### Referring expression data
* * * *

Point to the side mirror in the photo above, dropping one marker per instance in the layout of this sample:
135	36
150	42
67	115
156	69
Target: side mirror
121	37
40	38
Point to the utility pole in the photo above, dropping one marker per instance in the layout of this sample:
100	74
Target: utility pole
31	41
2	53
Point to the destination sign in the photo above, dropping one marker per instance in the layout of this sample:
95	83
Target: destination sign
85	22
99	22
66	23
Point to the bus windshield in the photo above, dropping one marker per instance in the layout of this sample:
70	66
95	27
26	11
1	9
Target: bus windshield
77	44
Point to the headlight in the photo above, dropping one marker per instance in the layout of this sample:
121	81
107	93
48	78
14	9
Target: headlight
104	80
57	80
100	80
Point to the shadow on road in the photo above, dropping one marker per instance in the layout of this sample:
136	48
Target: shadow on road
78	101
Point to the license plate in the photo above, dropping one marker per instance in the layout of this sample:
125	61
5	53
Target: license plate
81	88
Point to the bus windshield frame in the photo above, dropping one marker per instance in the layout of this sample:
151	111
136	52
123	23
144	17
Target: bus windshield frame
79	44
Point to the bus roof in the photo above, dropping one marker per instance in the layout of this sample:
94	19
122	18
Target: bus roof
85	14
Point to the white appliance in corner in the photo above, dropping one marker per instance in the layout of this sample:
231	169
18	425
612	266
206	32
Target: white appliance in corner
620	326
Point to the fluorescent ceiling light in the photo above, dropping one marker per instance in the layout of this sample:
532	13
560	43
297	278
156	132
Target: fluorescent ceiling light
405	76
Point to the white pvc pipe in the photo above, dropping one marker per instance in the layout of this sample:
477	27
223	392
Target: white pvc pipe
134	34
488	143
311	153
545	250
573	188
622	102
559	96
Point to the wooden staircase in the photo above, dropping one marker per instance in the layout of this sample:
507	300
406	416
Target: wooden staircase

* * * *

### WORK ORDER
Pull out every line holding "staircase" from the records above, and copy it.

### RESPONSE BELOW
Point to the wooden staircase in the photo above, dropping one marker per instance in the layout of this sample:
Target: wooden staircase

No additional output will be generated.